◆ SET PROBLEM: Pull out every line in the records below that contains the string "surface", and copy each one unchanged. Case counts.
━━━ INPUT
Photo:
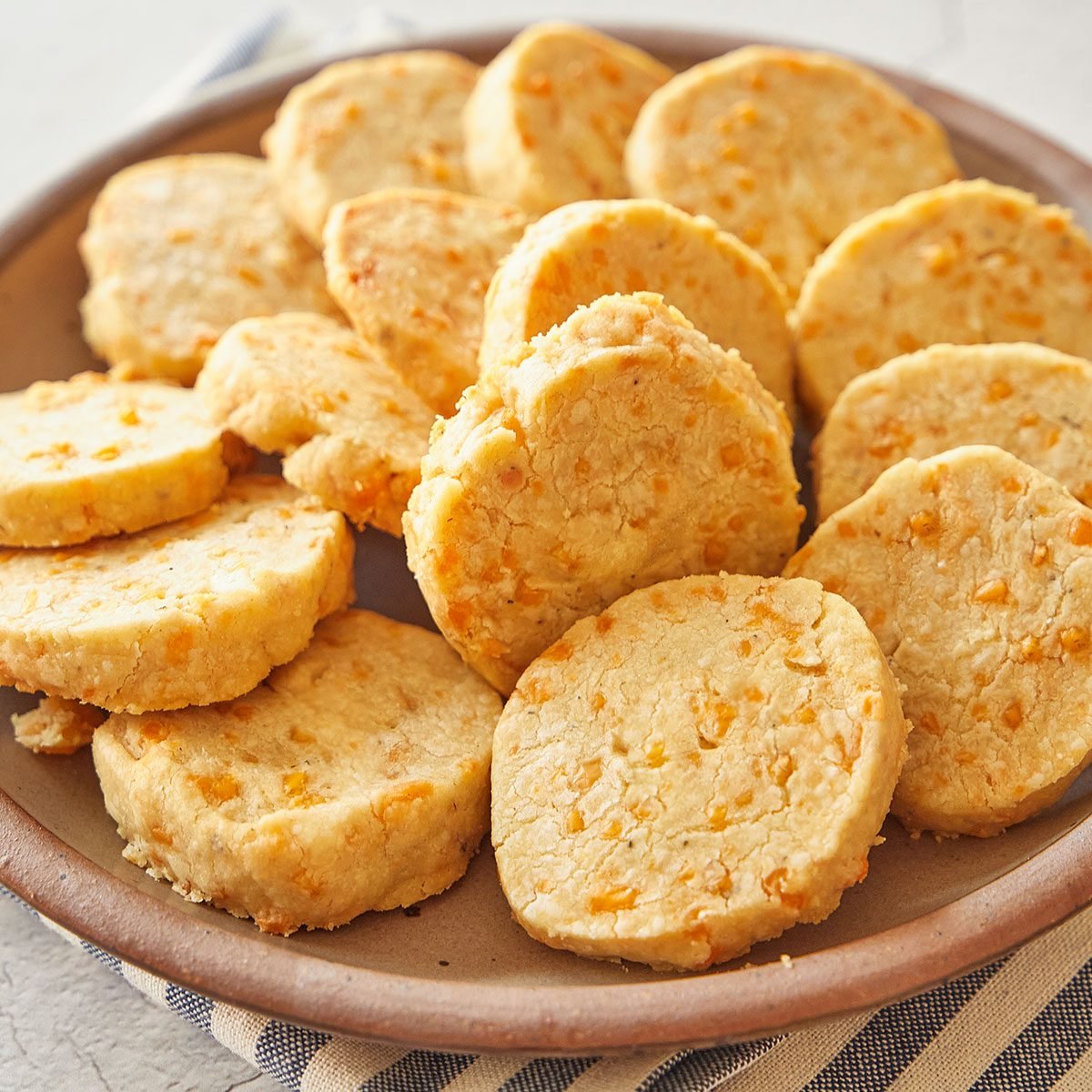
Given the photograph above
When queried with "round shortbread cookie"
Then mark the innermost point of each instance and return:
━━━━━━
━━━ INPUT
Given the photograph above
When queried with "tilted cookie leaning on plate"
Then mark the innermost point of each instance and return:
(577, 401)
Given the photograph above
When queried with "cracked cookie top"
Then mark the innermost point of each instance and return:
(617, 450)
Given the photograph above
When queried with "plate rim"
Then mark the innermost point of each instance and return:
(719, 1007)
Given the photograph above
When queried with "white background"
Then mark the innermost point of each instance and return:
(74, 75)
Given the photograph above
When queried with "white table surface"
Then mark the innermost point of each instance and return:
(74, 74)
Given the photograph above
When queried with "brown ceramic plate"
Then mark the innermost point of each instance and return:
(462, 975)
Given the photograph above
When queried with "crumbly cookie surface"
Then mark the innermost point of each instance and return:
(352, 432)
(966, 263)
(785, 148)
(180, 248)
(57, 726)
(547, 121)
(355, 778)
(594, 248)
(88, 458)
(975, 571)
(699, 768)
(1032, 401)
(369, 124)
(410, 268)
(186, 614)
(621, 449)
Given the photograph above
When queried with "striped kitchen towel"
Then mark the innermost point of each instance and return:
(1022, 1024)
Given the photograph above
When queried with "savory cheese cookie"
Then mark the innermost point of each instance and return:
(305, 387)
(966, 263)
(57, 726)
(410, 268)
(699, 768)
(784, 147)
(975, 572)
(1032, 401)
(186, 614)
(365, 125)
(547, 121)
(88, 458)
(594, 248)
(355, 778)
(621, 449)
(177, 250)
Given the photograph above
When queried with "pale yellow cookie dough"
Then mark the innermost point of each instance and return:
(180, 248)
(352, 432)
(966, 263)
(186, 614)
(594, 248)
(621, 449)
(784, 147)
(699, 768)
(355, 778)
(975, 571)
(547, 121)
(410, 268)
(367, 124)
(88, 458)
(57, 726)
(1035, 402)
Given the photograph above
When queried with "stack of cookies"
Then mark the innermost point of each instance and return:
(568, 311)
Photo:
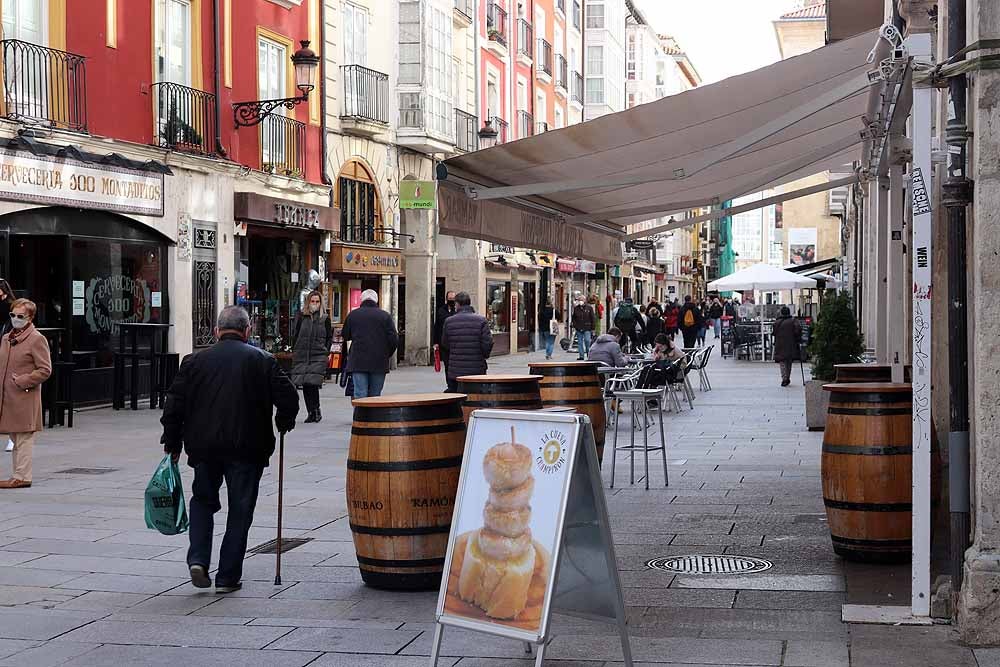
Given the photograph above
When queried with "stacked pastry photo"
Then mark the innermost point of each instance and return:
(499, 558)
━━━━━━
◆ PROBLEM SOLUTION:
When queried with "white table surface"
When queried with "crumbly cookie surface"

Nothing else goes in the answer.